┌─ Dataset content
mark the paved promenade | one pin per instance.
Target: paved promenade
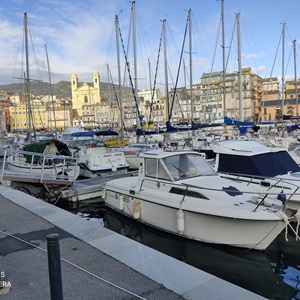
(96, 263)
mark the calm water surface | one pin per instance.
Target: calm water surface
(274, 273)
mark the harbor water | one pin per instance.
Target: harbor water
(273, 274)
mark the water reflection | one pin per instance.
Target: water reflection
(274, 274)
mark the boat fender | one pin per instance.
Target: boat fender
(137, 209)
(180, 221)
(121, 202)
(297, 219)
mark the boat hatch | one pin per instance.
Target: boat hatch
(185, 192)
(265, 183)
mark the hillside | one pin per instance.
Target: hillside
(61, 89)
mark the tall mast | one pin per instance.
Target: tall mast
(241, 113)
(223, 58)
(282, 82)
(166, 71)
(186, 98)
(191, 69)
(119, 78)
(27, 78)
(134, 55)
(295, 72)
(51, 91)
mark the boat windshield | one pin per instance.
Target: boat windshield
(75, 144)
(187, 165)
(263, 165)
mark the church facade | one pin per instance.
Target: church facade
(84, 94)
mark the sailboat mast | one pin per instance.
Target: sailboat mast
(191, 65)
(295, 72)
(27, 78)
(223, 58)
(241, 113)
(119, 78)
(49, 75)
(134, 55)
(282, 82)
(166, 72)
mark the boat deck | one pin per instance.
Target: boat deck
(90, 188)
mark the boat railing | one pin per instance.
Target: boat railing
(276, 179)
(261, 194)
(36, 166)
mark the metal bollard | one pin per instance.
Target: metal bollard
(56, 291)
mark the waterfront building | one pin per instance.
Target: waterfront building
(212, 94)
(19, 115)
(84, 94)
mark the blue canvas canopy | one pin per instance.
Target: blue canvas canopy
(92, 133)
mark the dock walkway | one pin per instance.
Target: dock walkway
(96, 262)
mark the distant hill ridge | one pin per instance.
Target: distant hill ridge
(61, 89)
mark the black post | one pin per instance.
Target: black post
(54, 267)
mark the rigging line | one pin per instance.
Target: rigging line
(74, 265)
(265, 96)
(288, 62)
(155, 76)
(116, 95)
(180, 60)
(211, 69)
(131, 84)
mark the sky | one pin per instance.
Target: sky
(80, 37)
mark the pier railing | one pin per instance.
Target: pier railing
(19, 165)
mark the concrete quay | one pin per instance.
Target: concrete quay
(96, 262)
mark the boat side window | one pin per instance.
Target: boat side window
(187, 166)
(154, 169)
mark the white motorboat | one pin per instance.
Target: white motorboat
(178, 192)
(94, 157)
(132, 151)
(256, 164)
(49, 159)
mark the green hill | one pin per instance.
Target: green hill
(62, 89)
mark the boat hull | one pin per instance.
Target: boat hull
(204, 227)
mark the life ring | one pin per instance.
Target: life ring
(62, 175)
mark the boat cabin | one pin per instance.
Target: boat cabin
(173, 166)
(252, 158)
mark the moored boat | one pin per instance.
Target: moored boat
(178, 192)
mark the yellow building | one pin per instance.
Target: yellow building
(19, 116)
(84, 94)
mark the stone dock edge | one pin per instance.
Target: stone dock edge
(175, 275)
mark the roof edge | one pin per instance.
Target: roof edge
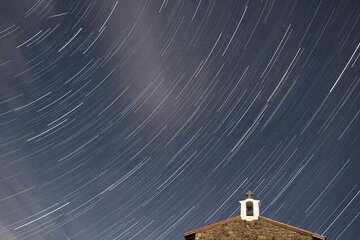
(261, 218)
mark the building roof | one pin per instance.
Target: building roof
(262, 219)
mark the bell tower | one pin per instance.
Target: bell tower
(249, 208)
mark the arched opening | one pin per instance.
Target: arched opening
(249, 209)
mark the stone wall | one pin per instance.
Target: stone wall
(244, 230)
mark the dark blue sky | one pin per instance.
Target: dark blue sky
(146, 119)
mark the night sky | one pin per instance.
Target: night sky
(146, 119)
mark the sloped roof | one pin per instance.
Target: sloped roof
(262, 219)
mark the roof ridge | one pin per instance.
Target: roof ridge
(261, 218)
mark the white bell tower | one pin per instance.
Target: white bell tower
(249, 208)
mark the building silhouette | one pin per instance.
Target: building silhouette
(251, 226)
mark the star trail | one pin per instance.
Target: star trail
(146, 119)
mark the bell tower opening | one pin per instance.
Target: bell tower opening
(249, 209)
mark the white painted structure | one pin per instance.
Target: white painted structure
(249, 208)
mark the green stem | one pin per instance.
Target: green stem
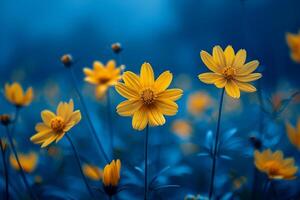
(6, 195)
(85, 112)
(146, 163)
(212, 179)
(79, 165)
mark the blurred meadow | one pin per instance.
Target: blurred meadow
(157, 99)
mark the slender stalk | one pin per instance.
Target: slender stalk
(212, 179)
(146, 163)
(6, 195)
(109, 122)
(79, 165)
(85, 112)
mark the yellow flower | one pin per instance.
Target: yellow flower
(54, 126)
(27, 161)
(274, 165)
(182, 128)
(148, 99)
(293, 41)
(15, 94)
(92, 172)
(197, 102)
(294, 134)
(111, 173)
(102, 76)
(229, 70)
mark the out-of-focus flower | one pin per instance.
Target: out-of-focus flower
(92, 172)
(102, 76)
(198, 102)
(274, 165)
(15, 94)
(28, 161)
(148, 99)
(293, 41)
(294, 133)
(54, 126)
(111, 177)
(182, 128)
(5, 119)
(229, 70)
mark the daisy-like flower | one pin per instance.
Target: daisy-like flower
(92, 172)
(28, 161)
(293, 41)
(55, 126)
(294, 134)
(274, 165)
(229, 70)
(148, 99)
(15, 94)
(102, 76)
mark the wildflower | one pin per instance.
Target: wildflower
(229, 70)
(55, 126)
(148, 99)
(294, 134)
(116, 47)
(293, 41)
(5, 119)
(27, 161)
(197, 102)
(15, 95)
(102, 76)
(182, 128)
(111, 177)
(92, 172)
(274, 165)
(67, 60)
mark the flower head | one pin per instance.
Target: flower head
(54, 126)
(294, 134)
(15, 94)
(111, 177)
(274, 165)
(293, 41)
(148, 99)
(28, 161)
(92, 172)
(102, 76)
(229, 70)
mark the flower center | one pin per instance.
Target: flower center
(229, 72)
(57, 124)
(148, 96)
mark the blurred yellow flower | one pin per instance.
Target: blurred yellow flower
(229, 70)
(102, 76)
(54, 126)
(293, 41)
(198, 102)
(15, 94)
(111, 173)
(274, 165)
(182, 128)
(148, 99)
(27, 161)
(294, 134)
(92, 172)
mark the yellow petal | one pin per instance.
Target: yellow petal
(163, 81)
(147, 75)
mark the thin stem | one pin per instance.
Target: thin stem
(109, 122)
(6, 195)
(212, 179)
(146, 163)
(85, 112)
(79, 165)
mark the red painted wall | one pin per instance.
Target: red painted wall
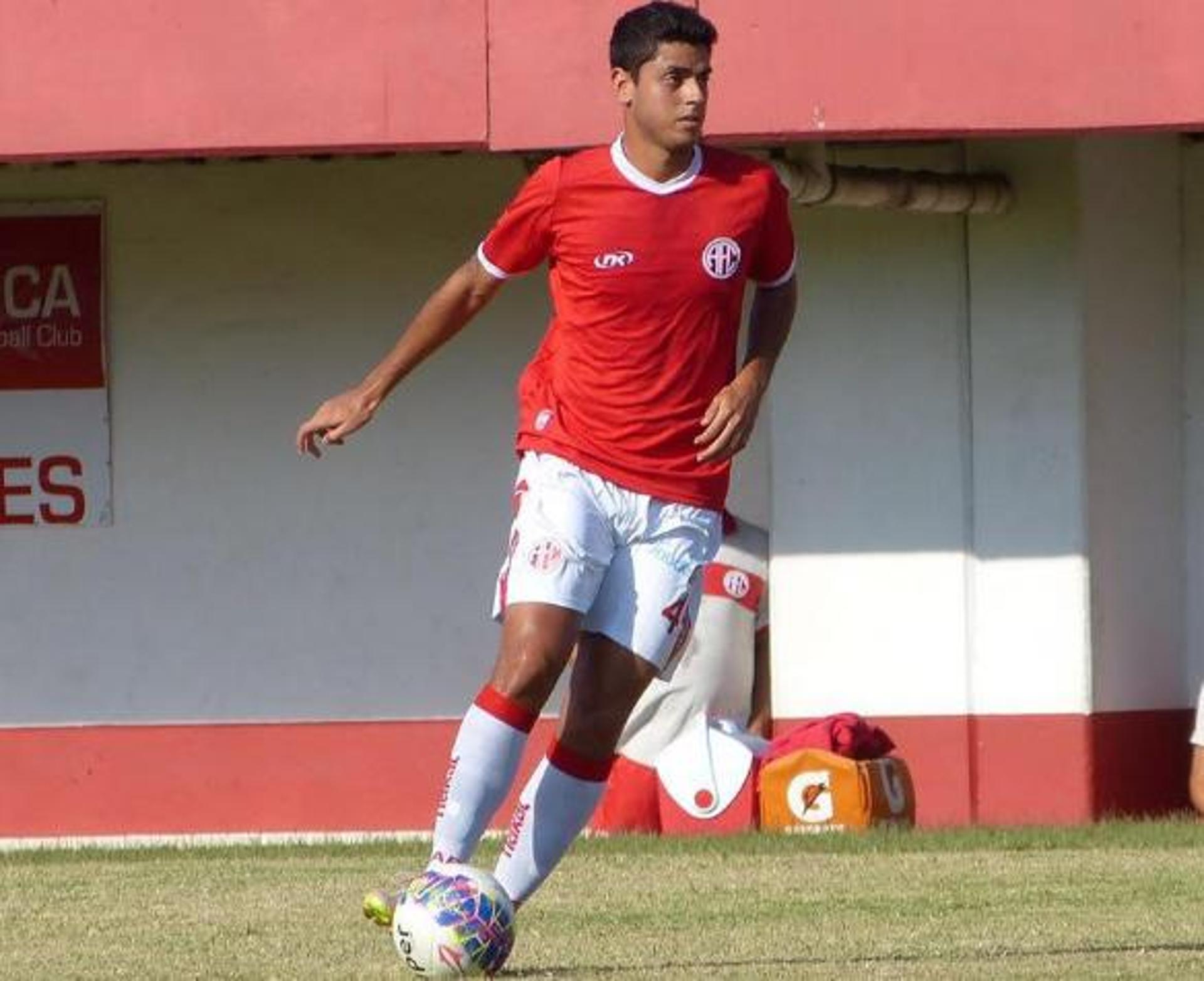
(330, 777)
(144, 77)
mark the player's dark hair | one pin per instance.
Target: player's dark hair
(640, 31)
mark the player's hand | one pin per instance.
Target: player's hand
(729, 420)
(334, 422)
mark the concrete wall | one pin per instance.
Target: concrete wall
(1131, 271)
(869, 581)
(1028, 588)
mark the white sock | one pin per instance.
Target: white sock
(553, 808)
(484, 758)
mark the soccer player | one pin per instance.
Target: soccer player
(724, 673)
(629, 416)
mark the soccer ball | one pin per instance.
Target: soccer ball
(454, 920)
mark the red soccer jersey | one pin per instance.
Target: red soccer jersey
(647, 287)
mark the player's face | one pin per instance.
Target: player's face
(667, 98)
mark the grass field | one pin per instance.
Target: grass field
(1112, 901)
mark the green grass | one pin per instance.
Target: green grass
(1112, 901)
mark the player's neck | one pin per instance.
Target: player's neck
(657, 163)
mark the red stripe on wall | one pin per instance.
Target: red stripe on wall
(329, 777)
(230, 778)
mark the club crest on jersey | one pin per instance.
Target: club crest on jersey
(613, 260)
(722, 258)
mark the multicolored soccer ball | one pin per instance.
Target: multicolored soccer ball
(454, 921)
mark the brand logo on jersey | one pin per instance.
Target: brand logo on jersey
(722, 258)
(613, 260)
(736, 584)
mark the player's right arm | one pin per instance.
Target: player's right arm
(450, 309)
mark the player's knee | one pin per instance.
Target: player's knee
(593, 731)
(529, 667)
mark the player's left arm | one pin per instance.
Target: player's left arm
(731, 416)
(760, 718)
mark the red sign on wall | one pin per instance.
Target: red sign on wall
(55, 458)
(51, 302)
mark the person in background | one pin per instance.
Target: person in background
(722, 672)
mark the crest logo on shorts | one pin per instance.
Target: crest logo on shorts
(722, 258)
(613, 260)
(736, 584)
(546, 555)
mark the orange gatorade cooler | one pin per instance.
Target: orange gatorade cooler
(816, 791)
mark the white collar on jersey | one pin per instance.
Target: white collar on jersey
(645, 182)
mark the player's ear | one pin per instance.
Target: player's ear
(624, 86)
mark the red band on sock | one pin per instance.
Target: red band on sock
(506, 709)
(574, 765)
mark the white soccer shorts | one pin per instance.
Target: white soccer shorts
(630, 563)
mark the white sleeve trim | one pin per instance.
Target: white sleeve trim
(497, 272)
(785, 277)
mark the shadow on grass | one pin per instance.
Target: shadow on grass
(902, 958)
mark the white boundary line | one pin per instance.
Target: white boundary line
(120, 842)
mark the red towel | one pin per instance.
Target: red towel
(845, 733)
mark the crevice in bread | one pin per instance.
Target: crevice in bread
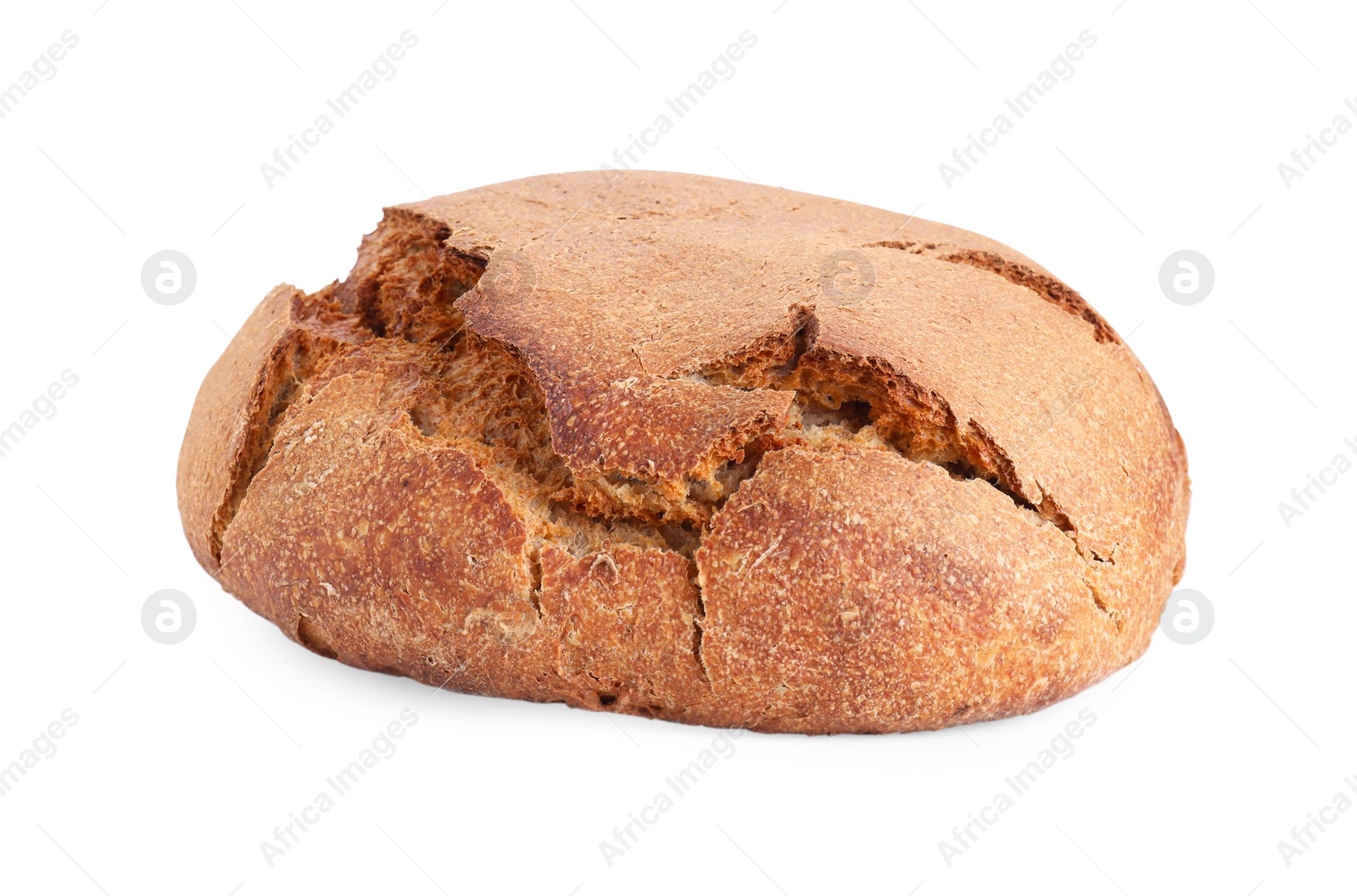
(316, 330)
(463, 389)
(1047, 287)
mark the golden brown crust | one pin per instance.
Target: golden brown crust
(634, 448)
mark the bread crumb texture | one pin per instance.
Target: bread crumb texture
(634, 448)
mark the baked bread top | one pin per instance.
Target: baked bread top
(865, 472)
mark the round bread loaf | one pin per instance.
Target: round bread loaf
(694, 449)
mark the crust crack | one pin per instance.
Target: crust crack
(1044, 287)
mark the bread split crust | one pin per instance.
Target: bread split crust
(634, 446)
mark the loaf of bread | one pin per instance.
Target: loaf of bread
(698, 450)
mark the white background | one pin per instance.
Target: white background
(185, 758)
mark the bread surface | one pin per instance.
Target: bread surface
(694, 449)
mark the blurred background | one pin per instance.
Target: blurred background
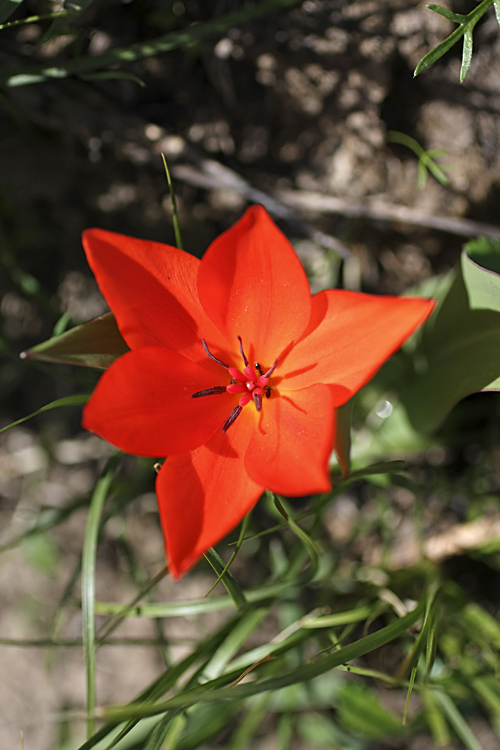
(309, 107)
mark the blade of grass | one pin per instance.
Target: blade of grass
(141, 50)
(456, 720)
(175, 215)
(222, 689)
(76, 400)
(233, 588)
(88, 585)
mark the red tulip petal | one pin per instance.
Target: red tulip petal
(151, 288)
(204, 494)
(251, 284)
(289, 451)
(349, 338)
(143, 405)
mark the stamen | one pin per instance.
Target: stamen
(271, 369)
(210, 391)
(209, 354)
(257, 398)
(243, 356)
(232, 418)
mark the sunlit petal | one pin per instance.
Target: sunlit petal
(289, 451)
(151, 289)
(352, 335)
(204, 494)
(251, 284)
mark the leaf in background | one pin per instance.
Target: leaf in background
(343, 437)
(7, 8)
(496, 4)
(94, 344)
(481, 272)
(460, 350)
(360, 709)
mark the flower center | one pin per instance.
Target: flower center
(252, 383)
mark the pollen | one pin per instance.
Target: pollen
(250, 384)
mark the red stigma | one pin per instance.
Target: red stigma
(250, 383)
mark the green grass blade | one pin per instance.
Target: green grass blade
(222, 689)
(457, 721)
(466, 55)
(141, 50)
(227, 579)
(233, 643)
(496, 5)
(76, 400)
(88, 586)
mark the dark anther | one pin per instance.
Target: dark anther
(271, 369)
(210, 391)
(232, 418)
(209, 354)
(243, 356)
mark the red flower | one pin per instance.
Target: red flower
(234, 371)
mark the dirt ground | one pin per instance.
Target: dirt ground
(292, 110)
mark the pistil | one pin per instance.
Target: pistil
(250, 383)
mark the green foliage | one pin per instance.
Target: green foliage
(86, 64)
(466, 24)
(94, 344)
(460, 347)
(426, 161)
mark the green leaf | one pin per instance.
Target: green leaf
(446, 13)
(226, 578)
(360, 710)
(496, 5)
(111, 75)
(441, 49)
(481, 272)
(457, 721)
(466, 55)
(140, 50)
(460, 354)
(88, 586)
(465, 28)
(343, 437)
(77, 400)
(175, 215)
(97, 343)
(219, 690)
(7, 8)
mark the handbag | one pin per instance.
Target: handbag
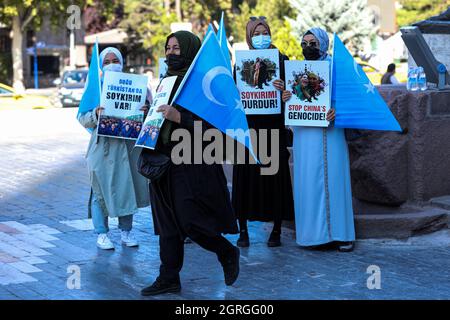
(152, 165)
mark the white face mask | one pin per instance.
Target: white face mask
(115, 67)
(261, 41)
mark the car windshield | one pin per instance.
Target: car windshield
(75, 77)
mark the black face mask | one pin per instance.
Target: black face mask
(175, 62)
(311, 53)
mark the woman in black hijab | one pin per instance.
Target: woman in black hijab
(189, 200)
(259, 197)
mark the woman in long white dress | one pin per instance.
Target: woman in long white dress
(322, 185)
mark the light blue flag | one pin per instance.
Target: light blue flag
(358, 103)
(209, 91)
(91, 96)
(210, 29)
(222, 35)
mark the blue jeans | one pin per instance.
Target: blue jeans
(100, 220)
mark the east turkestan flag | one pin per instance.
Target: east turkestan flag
(358, 103)
(208, 90)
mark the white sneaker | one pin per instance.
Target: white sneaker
(128, 239)
(104, 243)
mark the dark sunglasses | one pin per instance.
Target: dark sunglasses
(305, 44)
(258, 18)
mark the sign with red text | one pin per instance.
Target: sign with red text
(123, 95)
(309, 82)
(255, 72)
(154, 120)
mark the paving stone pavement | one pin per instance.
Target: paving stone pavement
(46, 240)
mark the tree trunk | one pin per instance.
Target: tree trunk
(16, 50)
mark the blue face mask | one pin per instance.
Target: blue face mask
(116, 67)
(261, 41)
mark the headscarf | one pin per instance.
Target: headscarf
(110, 50)
(321, 36)
(250, 30)
(189, 46)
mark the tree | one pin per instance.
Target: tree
(412, 11)
(352, 20)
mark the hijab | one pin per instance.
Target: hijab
(250, 30)
(110, 50)
(321, 36)
(189, 46)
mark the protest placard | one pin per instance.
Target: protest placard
(154, 120)
(123, 95)
(309, 82)
(255, 72)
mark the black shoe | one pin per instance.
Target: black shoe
(161, 286)
(231, 266)
(274, 239)
(346, 246)
(243, 240)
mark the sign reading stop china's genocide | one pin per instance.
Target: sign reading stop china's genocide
(309, 82)
(255, 72)
(123, 95)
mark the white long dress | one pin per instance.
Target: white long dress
(322, 186)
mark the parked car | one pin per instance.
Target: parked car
(71, 87)
(9, 99)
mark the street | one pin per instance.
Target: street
(48, 247)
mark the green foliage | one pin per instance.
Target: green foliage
(201, 13)
(412, 11)
(287, 42)
(350, 19)
(5, 68)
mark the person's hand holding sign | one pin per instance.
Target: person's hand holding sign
(170, 113)
(98, 111)
(144, 108)
(278, 84)
(286, 95)
(331, 115)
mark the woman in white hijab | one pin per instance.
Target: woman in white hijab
(117, 189)
(322, 185)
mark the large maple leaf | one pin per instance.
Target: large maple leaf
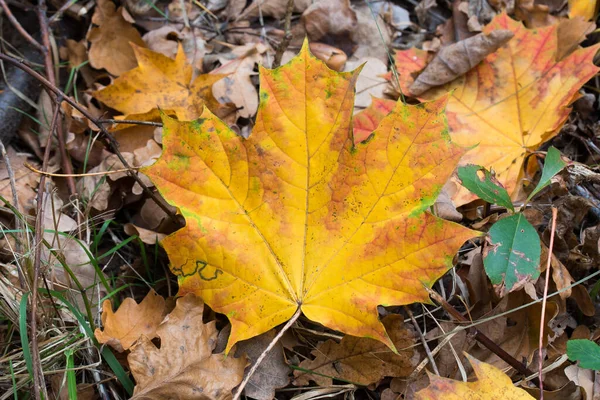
(513, 101)
(298, 216)
(159, 81)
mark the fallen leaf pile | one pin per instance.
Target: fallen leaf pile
(298, 170)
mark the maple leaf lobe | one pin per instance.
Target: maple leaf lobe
(298, 215)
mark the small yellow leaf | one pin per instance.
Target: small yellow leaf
(159, 81)
(491, 383)
(124, 327)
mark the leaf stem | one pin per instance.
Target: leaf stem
(259, 360)
(544, 298)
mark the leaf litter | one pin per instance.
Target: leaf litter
(519, 82)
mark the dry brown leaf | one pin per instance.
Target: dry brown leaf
(110, 47)
(272, 373)
(457, 59)
(26, 181)
(121, 329)
(372, 36)
(329, 18)
(237, 86)
(184, 367)
(332, 56)
(268, 8)
(361, 360)
(147, 236)
(521, 336)
(570, 33)
(370, 81)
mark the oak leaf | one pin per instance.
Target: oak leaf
(513, 101)
(159, 81)
(361, 360)
(121, 329)
(296, 216)
(184, 367)
(491, 383)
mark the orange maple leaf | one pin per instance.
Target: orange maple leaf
(298, 217)
(159, 81)
(516, 99)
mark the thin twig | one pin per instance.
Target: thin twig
(15, 195)
(49, 66)
(423, 341)
(37, 261)
(113, 144)
(129, 121)
(260, 359)
(103, 173)
(20, 28)
(544, 298)
(287, 37)
(481, 338)
(60, 11)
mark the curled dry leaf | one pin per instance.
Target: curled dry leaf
(237, 87)
(329, 18)
(184, 367)
(270, 8)
(457, 59)
(121, 329)
(332, 56)
(491, 383)
(110, 48)
(361, 360)
(163, 82)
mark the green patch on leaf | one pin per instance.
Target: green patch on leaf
(481, 182)
(514, 252)
(586, 352)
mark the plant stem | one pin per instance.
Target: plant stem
(259, 360)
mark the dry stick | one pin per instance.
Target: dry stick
(544, 298)
(49, 66)
(129, 121)
(483, 339)
(262, 356)
(18, 222)
(287, 37)
(37, 261)
(20, 28)
(423, 341)
(114, 146)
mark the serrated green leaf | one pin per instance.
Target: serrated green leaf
(585, 351)
(482, 183)
(514, 252)
(552, 166)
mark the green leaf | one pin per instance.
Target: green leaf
(585, 351)
(552, 166)
(514, 252)
(482, 183)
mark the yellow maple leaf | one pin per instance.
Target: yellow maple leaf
(298, 217)
(491, 383)
(159, 81)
└─
**About this exercise**
Take the stretch of lines above from the one containing "mark the soccer player" through the one containing "mark the player's face" and repeat it exactly, adding no other line.

**Result for this exercise**
mark the soccer player | one pin per instance.
Target: soccer player
(724, 673)
(629, 416)
mark the soccer ball | one pin per instance.
Target: soccer ball
(454, 920)
mark the red soccer jersey | one pin per instance.
Target: red soccer jersey
(647, 287)
mark the player's face | one pin per instance.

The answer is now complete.